(Supplied text):
First, the United States has filed a proof of claim in the bankruptcy. Second, Jerri Taborski's claim for her costs and attorneys' fees is considered property of the estate. McPeck, 910 F.2d at 513 (claim for attorneys' fees under § 362(h) is property of the estate); Price, 130 B.R. at 269-70 (attorneys' fees incurred as the result of the IRS's error and which the bankruptcy court might award to the Chapter 13 debtor's counsel would, if imposed upon the debtor instead of the IRS, diminish the income which the debtor could devote to the payment of his prior debts and thus are considered property of the estate).
Finally, both claims arise out of the same transaction or occurrence, because Jerri Taborski's claim for costs and attorenys' fees is proximately linked to actions the IRS took to recover back taxes. Other courts in identical situations have reached similar conclusions. In re Bulson, 117 B.R. 537, 540 (Bankr. 9th Cir. 1990); Price, 130 B.R. at 270. We therefore find that the United States has waived its sovereign immunity.
B. Technical Violation of the Automatic Stay
A petition filed under Chapter 13 operates as a stay of a laundry list of legal activity, including actions to recover any claim against the debtor which arose before commencement of the case and any action to obtain possession of estate property. 11 U.S.C. § 362(a)(1) (3). Section 362(a) imposes the stay on all "entities," which are defined to include a "governmental unit." 11 U.S.C. § 101(14). Governmental unit in turn is defined to include a "department, agency or instrumentality of the United States." 11 U.S.C. § 101(26). Thus, the United States and the IRS are subject to the automatic stay. See, e.g., United States v. McPeck, 910 F.2d 509, 511 (8th Cir. 1990). Jerri Taborski accuses the IRS of violating this automatic stay by seizing her share of the 1987 and 1988 refunds.
The United States asserts that even assuming it waived sovereign immunity, it did not violate the automatic stay, because at the time it seized the 1987 and 1988 refunds, it had no knowledge that Jerri Taborski claimed an individual share of the refund.
The United States also seeks to avoid a sanction under a second theory: that it attempted to satisfy Jerri's 1981 tax liability, a prepetition debt, with her postpetition refund. The United States asserts it never applied any portion of the seized refunds to Jerri Taborski's 1981 tax liability even though it attempted to seize subsequent funds to satisfy the Taborskis' entire 1981 tax liability. The United States' theory is that husbands and wives are jointly and severally liable for tax deficiencies that result from joint tax returns; I.R.C. § 6013(d)(3), Pearson v. Commissioner, 890 F.2d 353, 355 (11th Cir. 1989), and therefore that Adolph Taborski is liable for all of the Taborskis' 1981 tax deficiency. The United States' argument implies that it can reach Jerri Taborski's proportionate share of the couple's 1981 tax liability through her husband even if her debts are discharged in bankruptcy.

(Tasks to complete):
**1.** For each statement, answer yes or no according to the opinion excerpt, and quote the words that decide it.
(a) The United States has filed a proof of claim in the bankruptcy.
(b) The United States claims it applied part of the seized refunds to Jerri Taborski's 1981 tax liability.
(c) A "governmental unit" is defined to include an agency of the United States.
**2.** According to the opinion excerpt, which refunds does Jerri Taborski accuse the IRS of seizing her share of?
These lines come from a different source than the opinion excerpt.

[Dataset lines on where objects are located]
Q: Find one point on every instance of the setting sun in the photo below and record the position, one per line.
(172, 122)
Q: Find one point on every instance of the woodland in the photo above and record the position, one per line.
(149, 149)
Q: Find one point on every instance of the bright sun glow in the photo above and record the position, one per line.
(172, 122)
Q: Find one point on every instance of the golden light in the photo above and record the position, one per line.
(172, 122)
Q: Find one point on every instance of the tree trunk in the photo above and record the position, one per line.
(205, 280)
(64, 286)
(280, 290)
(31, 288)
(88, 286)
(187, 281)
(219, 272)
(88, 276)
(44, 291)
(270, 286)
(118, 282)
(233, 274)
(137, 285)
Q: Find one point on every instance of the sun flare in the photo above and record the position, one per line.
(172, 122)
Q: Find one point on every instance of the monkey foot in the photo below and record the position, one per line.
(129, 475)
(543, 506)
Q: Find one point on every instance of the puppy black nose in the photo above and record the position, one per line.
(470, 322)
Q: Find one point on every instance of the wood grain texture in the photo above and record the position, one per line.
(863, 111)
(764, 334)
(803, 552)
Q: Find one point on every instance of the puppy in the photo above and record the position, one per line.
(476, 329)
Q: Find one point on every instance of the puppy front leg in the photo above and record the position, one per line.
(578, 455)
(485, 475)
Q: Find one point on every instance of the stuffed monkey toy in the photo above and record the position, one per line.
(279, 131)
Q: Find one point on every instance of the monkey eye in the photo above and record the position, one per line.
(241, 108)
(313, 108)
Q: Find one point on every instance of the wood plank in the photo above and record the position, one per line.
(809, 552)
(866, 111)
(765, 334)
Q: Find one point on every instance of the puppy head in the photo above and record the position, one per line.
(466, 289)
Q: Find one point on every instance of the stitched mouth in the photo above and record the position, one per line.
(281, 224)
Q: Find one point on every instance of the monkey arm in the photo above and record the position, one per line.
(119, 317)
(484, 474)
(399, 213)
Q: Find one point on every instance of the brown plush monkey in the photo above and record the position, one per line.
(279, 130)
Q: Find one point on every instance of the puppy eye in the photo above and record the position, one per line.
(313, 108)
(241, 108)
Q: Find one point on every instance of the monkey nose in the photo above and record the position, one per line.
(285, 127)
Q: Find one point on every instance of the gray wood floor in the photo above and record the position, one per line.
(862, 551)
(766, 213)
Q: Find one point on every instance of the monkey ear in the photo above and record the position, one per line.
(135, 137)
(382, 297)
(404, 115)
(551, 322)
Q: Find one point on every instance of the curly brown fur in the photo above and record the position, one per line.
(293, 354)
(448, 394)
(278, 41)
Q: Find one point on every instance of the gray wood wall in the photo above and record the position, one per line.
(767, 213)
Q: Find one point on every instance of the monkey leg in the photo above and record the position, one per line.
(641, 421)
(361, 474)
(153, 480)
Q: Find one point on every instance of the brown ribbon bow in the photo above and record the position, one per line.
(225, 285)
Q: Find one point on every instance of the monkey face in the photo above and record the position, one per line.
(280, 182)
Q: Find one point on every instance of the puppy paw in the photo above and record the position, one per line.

(Expected results):
**1.**
(a) Yes: "the United States has filed a proof of claim in the bankruptcy."
(b) No: "The United States asserts it never applied any portion of the seized refunds to Jerri Taborski's 1981 tax liability"
(c) Yes: "Governmental unit in turn is defined to include a "department, agency or instrumentality of the United States.""

**2.** The 1987 and 1988 refunds.